** Start of DATA IN THIS EXERCISE **

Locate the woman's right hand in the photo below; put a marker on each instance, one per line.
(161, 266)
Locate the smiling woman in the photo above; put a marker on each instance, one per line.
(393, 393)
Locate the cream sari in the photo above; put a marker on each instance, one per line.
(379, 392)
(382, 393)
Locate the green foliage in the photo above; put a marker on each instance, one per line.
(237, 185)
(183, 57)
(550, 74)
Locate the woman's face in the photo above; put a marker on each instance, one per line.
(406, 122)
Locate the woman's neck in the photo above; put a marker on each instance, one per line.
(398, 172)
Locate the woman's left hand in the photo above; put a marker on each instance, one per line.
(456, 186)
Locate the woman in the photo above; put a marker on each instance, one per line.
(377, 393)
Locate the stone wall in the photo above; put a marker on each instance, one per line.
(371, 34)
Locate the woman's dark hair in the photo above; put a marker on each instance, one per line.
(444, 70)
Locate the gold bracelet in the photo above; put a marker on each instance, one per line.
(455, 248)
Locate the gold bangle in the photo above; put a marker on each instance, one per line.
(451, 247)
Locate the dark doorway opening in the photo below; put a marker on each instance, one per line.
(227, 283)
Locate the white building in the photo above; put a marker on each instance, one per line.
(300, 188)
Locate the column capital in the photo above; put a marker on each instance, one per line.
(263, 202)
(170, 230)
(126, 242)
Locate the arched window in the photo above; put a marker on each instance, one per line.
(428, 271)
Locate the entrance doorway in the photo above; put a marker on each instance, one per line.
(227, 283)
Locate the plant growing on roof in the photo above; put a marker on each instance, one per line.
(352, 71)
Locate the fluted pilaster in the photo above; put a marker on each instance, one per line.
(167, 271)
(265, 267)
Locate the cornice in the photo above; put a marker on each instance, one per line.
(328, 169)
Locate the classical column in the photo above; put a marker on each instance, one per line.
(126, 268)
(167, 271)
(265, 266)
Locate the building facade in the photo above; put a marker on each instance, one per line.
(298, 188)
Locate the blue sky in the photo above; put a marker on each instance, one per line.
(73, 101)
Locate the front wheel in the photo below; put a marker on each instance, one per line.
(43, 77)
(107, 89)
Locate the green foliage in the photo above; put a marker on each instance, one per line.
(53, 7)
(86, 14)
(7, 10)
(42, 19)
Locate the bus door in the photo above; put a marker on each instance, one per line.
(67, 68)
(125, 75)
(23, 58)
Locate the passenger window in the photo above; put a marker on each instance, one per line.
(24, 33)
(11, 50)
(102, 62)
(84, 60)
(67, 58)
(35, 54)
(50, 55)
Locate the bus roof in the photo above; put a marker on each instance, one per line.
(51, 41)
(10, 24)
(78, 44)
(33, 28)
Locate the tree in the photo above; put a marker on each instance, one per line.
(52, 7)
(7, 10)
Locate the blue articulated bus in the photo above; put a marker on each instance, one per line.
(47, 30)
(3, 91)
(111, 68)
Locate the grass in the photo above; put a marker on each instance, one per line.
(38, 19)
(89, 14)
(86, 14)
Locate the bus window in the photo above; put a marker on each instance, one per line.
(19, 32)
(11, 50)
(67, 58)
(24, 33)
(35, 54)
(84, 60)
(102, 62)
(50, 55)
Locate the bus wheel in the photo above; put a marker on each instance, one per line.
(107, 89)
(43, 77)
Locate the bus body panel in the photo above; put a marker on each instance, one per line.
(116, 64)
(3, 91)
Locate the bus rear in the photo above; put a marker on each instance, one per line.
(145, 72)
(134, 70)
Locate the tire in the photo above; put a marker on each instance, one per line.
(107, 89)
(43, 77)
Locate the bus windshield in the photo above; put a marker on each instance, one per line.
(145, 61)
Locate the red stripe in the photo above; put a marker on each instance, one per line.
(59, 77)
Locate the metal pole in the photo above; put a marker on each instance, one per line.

** End of DATA IN THIS EXERCISE **

- _REQUIREMENT_
Transcribe, word for word, every line from the one containing "Locate the blue articulated" through the final line of the entries, and nothing else.

- _FULL ANSWER_
Locate the blue articulated bus in the photo above; put a marker on each instance, one per line.
(47, 30)
(3, 91)
(111, 68)
Locate the grass in the photo above; put a marker on each instance, one per line.
(38, 19)
(89, 14)
(86, 14)
Locate the bus window in the photo above; put a marker on each instance, one per line.
(19, 32)
(11, 50)
(67, 58)
(24, 33)
(35, 54)
(84, 60)
(102, 62)
(50, 55)
Locate the bus wheel in the photo above; put a marker on each instance, one per line.
(107, 89)
(43, 77)
Locate the bus body panel in the photo above; put a marker on each instance, one per line.
(116, 64)
(3, 91)
Locate the bus rear in the photo above; put a marker on each instance, one per line.
(145, 72)
(134, 70)
Locate the tire in the photo above; put a marker on each instance, one per line.
(107, 89)
(43, 77)
Locate the bus windshield in the photo above; put a marker on each instance, one per line.
(145, 61)
Locate the red stripe in the photo above; put a marker on each instance, one per line.
(59, 77)
Locate the metal pole in the photo above; put a marker on each instance, one per line.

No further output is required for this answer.